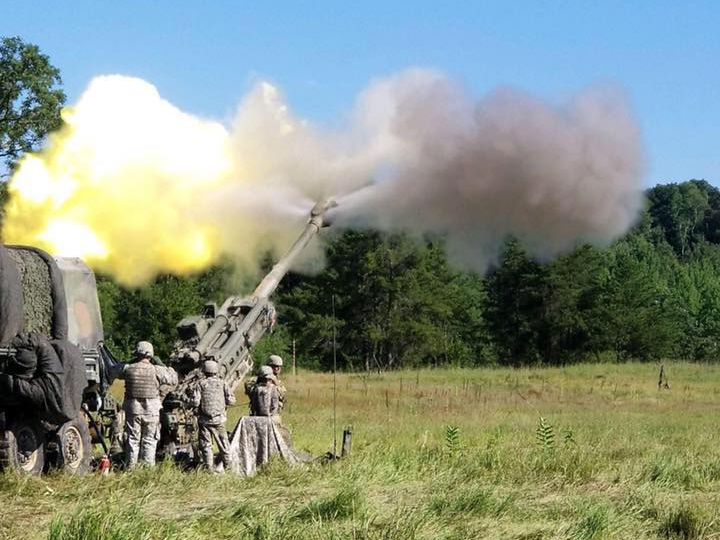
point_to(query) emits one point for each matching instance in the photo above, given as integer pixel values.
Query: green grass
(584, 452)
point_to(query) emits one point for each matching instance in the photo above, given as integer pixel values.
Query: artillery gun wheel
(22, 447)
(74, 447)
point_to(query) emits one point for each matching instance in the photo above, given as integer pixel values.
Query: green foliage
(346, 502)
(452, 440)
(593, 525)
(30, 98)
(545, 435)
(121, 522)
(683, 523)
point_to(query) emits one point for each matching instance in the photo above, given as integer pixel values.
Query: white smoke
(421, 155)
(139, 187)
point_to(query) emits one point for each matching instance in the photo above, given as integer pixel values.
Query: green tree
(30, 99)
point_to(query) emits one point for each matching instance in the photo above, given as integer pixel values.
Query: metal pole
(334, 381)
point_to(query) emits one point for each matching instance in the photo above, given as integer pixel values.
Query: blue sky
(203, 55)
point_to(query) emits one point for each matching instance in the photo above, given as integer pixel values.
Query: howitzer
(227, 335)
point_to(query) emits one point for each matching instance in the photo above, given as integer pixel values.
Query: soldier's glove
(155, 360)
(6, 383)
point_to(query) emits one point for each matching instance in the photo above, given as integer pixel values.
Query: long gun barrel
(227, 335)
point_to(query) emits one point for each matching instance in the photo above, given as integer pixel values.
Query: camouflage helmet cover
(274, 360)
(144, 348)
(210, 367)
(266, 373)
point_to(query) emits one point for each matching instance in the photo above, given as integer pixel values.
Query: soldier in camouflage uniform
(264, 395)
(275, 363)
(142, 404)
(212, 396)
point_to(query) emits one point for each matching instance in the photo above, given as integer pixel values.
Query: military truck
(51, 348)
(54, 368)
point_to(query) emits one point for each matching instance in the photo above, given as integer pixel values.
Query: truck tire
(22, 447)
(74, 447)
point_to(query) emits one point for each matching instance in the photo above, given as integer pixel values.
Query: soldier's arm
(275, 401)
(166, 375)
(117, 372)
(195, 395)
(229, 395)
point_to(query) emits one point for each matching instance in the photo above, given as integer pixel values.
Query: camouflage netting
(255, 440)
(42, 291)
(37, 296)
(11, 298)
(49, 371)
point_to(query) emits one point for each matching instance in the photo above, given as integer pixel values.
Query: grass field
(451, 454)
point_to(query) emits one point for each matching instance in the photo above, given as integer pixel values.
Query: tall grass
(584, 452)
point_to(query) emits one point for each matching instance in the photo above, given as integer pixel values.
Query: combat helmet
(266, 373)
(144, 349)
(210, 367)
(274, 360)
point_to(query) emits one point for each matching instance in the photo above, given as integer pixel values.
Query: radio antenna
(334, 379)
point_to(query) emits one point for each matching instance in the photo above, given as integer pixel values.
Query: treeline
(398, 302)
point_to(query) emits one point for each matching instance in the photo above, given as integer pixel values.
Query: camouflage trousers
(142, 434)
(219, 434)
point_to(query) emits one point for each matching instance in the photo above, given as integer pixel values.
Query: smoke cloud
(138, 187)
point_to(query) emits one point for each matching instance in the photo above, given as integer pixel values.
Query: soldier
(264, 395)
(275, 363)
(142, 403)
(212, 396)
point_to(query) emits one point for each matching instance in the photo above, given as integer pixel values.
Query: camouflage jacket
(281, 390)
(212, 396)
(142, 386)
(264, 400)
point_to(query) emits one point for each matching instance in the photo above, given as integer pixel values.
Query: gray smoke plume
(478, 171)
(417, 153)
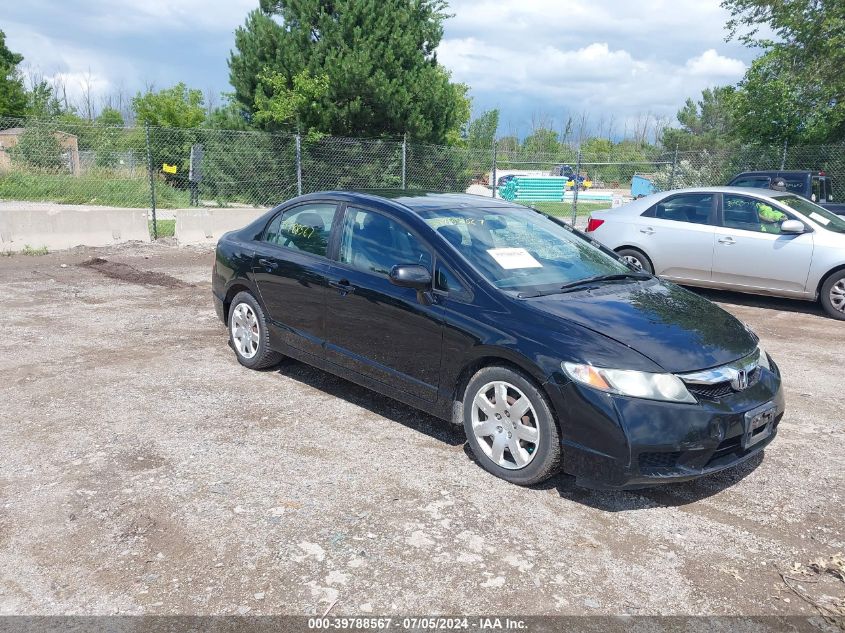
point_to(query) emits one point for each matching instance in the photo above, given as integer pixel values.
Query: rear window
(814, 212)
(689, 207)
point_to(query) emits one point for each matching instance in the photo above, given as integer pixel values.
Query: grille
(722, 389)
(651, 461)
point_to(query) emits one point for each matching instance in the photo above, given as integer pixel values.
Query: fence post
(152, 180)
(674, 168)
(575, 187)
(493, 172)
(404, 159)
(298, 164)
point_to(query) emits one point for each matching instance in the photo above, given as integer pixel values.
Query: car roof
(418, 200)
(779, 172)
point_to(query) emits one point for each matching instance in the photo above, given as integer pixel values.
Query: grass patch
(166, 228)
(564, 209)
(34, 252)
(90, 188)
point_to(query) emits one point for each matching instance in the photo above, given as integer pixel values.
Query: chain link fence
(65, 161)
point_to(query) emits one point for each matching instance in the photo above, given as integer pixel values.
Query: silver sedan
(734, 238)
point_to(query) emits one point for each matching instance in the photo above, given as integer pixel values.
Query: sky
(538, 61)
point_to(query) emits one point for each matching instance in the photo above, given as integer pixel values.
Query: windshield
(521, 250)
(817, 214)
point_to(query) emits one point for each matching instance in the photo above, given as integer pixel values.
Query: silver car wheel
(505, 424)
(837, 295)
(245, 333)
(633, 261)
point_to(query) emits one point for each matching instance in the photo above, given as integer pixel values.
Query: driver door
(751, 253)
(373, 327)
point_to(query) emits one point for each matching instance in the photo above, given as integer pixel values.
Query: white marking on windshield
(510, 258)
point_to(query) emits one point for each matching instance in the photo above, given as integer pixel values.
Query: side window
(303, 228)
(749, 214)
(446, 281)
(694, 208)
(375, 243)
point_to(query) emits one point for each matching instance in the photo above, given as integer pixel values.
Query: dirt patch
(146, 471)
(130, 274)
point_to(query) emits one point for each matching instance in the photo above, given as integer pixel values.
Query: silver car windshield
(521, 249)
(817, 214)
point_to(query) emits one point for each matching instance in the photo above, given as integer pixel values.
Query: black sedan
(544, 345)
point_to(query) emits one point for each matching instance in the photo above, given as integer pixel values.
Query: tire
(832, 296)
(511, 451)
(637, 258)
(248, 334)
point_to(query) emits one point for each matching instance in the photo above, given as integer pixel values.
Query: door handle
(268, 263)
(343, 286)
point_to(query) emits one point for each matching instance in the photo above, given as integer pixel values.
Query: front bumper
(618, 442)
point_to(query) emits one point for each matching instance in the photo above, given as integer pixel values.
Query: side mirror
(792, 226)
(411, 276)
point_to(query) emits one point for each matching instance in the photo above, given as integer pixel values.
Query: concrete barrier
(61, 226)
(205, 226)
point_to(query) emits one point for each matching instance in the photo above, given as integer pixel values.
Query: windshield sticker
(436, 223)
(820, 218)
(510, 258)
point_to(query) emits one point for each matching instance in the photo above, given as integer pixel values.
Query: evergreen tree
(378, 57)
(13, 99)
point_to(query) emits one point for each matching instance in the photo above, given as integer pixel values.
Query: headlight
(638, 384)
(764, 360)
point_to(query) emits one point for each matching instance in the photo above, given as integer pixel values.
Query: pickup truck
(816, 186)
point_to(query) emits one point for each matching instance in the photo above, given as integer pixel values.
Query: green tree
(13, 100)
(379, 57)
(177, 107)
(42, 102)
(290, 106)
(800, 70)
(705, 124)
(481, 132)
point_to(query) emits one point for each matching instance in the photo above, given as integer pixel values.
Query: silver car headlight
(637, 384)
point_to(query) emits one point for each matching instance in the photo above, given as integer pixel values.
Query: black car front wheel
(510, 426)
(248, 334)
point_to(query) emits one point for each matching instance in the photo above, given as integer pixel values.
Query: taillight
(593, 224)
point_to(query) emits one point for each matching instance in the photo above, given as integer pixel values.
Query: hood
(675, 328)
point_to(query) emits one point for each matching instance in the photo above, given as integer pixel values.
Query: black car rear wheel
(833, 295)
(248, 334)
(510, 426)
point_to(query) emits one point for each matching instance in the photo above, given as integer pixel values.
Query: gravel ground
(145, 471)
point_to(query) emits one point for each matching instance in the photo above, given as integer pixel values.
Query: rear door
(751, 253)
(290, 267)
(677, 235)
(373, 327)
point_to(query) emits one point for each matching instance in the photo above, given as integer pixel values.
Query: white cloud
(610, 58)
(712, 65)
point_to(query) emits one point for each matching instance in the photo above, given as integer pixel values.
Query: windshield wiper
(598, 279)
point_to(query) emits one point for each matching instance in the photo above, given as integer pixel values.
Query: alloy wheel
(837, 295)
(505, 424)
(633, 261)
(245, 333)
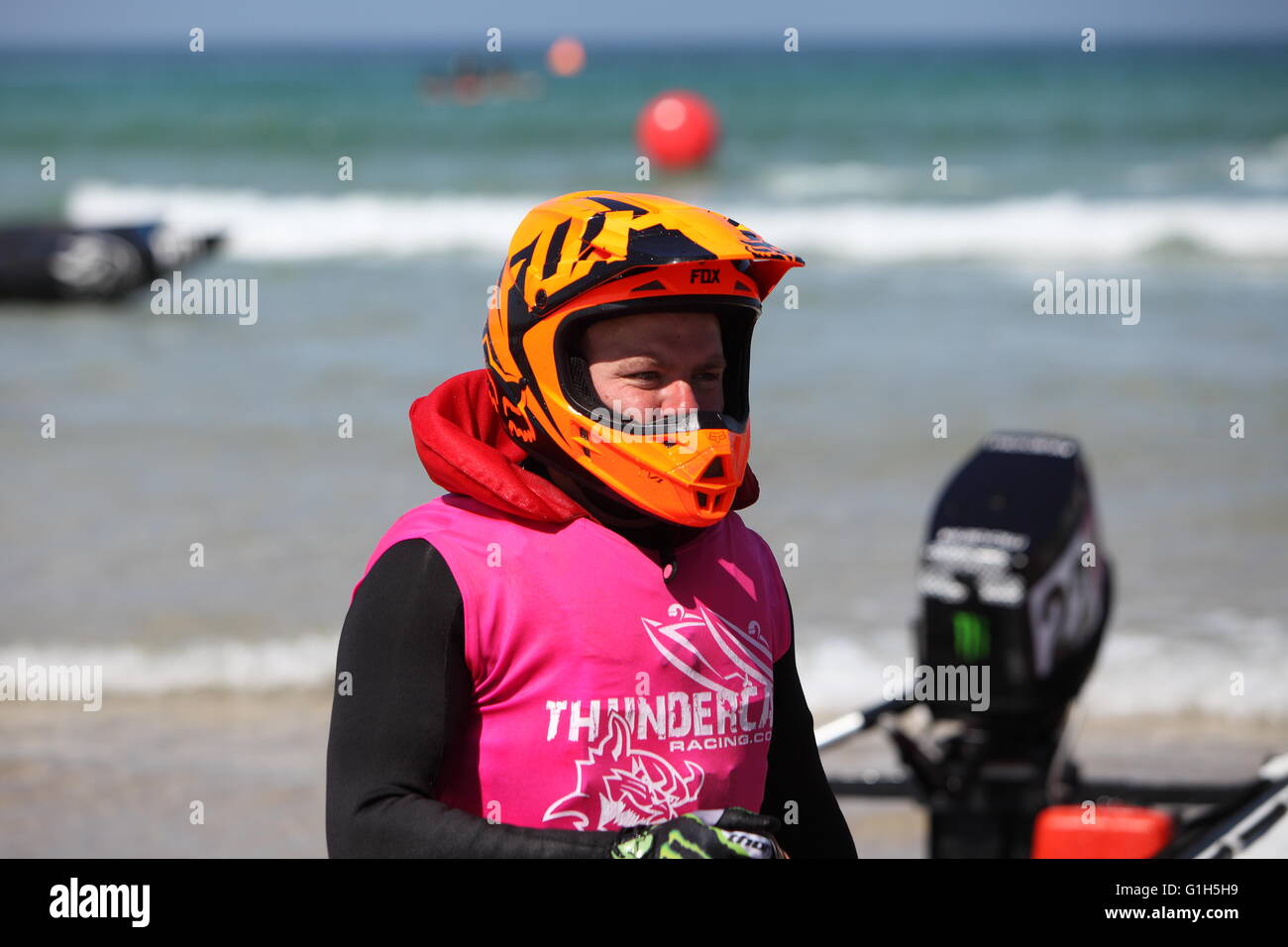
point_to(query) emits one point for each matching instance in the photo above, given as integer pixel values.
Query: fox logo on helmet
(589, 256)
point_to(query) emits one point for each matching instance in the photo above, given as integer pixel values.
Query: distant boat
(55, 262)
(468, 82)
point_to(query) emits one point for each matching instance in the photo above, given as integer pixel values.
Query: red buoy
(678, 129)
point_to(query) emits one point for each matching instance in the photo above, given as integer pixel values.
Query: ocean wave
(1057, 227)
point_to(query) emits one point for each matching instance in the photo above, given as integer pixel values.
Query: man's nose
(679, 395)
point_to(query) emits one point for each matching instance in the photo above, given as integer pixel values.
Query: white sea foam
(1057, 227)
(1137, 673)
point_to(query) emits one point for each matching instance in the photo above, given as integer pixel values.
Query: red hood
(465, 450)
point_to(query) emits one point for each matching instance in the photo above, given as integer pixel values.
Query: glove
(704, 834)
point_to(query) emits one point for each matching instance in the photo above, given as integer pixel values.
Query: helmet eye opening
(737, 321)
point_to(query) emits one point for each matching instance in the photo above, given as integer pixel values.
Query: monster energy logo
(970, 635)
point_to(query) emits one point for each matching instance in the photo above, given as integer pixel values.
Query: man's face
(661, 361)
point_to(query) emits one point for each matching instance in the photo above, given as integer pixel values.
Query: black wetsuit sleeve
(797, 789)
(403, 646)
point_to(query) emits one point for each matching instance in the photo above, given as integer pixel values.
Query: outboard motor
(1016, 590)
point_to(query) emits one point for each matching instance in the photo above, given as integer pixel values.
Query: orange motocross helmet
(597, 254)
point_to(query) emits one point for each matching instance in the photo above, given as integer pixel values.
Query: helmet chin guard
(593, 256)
--------------------
- Exercise brief
Starting from the line containing "Query: black wetsuit sleeve" and ending with the final line of the data, reproduce each line exactly as it appears, including no other lines.

- Task response
Query: black wetsuit sleeve
(797, 789)
(403, 646)
point_to(query) emits one point for each matching instance in the photo above, given as integer pixel values.
Query: outboard motor
(1016, 590)
point_to(query) emits one point for each matching instance in the photo above, given as integer pixel values.
Query: orange motocross helmet
(597, 254)
point_to(query) emits one point for each matching instance in the photo above, given as integer pixel values.
Query: helmet chin guard
(593, 256)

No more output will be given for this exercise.